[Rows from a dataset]
..............................

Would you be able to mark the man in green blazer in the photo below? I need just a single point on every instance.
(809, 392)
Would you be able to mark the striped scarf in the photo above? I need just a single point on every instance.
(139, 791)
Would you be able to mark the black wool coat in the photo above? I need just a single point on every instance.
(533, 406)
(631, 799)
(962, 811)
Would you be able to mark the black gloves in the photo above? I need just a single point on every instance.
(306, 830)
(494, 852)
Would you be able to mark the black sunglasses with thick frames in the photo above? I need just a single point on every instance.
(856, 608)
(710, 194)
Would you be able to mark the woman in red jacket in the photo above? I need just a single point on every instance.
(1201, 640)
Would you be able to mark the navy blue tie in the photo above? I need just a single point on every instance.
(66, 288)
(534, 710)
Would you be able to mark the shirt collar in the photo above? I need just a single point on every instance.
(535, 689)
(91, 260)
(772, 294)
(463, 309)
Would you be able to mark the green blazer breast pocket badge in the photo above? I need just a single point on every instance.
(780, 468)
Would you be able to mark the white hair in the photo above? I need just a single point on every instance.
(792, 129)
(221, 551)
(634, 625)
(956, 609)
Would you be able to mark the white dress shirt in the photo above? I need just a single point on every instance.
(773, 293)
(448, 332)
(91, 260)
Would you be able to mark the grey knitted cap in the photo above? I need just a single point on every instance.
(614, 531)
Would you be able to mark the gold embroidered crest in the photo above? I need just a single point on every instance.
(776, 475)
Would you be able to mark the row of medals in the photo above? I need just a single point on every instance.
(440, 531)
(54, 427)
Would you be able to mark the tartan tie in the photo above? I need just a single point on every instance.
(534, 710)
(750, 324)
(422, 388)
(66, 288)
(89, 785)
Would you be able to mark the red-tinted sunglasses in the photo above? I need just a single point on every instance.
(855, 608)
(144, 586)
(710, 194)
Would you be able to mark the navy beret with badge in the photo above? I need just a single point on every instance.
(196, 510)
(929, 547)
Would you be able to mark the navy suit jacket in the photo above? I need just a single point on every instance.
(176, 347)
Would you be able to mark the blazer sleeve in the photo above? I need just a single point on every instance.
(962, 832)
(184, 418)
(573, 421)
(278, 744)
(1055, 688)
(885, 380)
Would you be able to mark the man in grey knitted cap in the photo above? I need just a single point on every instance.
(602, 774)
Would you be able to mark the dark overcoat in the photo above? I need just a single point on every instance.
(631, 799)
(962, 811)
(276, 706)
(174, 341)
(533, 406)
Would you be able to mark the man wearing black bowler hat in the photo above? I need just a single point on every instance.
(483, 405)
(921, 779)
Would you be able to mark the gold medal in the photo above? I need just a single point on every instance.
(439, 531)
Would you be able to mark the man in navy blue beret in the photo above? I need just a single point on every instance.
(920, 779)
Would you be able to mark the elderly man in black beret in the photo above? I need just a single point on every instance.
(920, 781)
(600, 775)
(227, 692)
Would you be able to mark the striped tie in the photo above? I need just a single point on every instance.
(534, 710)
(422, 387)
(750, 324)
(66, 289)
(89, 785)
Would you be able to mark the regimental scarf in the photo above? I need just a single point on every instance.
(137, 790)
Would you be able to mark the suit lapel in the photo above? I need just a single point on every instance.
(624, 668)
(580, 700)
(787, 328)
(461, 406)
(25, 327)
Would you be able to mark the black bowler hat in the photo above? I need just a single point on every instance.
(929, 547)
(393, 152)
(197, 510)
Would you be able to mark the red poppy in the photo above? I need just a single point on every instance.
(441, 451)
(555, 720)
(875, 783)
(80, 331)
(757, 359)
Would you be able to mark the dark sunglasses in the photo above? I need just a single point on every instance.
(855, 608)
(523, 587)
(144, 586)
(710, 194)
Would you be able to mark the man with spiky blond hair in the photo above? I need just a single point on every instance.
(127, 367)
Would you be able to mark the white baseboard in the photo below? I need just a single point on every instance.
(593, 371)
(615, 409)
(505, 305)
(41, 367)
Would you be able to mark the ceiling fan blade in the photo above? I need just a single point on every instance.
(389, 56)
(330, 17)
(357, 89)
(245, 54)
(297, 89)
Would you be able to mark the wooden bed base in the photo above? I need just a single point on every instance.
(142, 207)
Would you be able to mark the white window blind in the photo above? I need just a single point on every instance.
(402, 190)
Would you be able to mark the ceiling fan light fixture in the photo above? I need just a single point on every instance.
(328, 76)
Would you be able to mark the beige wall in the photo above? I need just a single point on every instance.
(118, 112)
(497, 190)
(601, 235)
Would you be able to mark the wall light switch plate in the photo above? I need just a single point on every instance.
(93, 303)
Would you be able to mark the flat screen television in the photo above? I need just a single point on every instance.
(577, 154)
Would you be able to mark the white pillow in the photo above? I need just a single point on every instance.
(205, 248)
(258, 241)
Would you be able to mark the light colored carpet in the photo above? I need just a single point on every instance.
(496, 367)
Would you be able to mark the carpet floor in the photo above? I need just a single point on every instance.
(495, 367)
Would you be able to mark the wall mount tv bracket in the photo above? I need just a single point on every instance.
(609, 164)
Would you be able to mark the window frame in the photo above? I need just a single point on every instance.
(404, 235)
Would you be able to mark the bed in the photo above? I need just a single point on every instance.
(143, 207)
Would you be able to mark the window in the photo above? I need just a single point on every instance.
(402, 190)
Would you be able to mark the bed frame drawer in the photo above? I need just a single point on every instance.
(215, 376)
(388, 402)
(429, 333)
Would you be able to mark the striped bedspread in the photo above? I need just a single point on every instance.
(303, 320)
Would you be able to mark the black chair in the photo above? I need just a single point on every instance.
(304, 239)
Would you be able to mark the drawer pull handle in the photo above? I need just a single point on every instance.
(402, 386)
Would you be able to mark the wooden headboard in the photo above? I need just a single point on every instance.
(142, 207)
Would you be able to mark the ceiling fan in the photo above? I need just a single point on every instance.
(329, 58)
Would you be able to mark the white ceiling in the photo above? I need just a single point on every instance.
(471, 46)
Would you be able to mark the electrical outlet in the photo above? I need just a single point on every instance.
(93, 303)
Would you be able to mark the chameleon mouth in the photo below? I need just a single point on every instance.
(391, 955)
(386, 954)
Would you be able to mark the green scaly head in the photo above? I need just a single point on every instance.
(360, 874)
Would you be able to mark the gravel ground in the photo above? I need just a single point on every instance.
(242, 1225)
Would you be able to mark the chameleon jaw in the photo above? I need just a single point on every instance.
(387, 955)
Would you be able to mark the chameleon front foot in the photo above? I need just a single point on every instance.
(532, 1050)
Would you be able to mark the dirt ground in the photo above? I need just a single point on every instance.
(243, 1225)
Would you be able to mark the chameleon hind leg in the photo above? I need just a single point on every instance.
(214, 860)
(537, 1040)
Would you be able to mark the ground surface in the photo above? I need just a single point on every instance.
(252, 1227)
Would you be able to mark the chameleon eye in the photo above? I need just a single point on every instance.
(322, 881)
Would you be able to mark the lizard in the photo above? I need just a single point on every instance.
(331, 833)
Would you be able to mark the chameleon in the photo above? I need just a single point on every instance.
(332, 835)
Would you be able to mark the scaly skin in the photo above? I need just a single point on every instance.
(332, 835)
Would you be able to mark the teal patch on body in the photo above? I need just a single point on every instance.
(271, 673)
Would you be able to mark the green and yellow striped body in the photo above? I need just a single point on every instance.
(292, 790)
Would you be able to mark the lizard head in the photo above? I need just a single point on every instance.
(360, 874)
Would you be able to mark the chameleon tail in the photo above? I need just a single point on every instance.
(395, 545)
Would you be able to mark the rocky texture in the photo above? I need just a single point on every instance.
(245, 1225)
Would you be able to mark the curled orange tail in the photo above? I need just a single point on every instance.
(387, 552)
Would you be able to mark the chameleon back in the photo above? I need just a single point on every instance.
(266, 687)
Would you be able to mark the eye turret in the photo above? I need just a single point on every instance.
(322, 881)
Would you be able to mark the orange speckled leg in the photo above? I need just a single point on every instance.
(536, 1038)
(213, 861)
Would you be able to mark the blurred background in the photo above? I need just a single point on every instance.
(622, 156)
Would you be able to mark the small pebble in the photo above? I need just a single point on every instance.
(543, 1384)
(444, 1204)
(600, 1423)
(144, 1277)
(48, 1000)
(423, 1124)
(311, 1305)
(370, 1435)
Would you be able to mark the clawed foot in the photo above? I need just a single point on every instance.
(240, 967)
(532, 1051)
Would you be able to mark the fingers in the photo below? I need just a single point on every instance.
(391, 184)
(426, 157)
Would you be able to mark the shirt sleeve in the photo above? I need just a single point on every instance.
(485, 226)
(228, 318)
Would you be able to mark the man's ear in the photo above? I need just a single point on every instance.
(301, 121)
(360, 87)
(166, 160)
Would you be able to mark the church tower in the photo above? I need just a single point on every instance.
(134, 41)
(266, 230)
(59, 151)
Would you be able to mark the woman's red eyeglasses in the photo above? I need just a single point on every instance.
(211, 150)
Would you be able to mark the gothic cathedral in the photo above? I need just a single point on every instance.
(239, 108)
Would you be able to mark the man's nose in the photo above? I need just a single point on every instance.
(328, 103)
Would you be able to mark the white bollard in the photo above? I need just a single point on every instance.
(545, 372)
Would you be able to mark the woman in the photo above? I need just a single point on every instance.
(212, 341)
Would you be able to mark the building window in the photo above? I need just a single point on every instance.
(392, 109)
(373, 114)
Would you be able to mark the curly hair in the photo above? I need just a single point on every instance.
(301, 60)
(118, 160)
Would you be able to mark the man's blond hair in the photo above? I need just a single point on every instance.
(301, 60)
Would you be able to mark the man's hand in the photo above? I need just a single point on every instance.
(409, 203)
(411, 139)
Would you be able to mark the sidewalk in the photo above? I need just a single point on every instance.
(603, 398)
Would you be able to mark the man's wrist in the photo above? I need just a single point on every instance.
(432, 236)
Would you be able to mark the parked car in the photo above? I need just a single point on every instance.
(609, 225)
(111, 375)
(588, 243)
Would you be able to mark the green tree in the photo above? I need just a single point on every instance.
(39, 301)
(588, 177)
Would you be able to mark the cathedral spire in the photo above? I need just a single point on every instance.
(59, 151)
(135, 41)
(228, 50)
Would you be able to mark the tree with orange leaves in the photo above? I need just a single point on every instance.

..............................

▸ SHORT TASK
Copy out, word for word, the stretch from the line containing "Would you be able to mark the green tree" through the end of the records.

▸ EXERCISE SOLUTION
Would you be able to mark the green tree in the photo above? I need just a single point on every instance.
(39, 301)
(588, 177)
Would you be able to mark the cathedral spire in the photo above? I need just a single point on every instance.
(59, 151)
(135, 41)
(228, 50)
Would you be able to mark the tree with orange leaves in the photo above? I need just a single point on every instance.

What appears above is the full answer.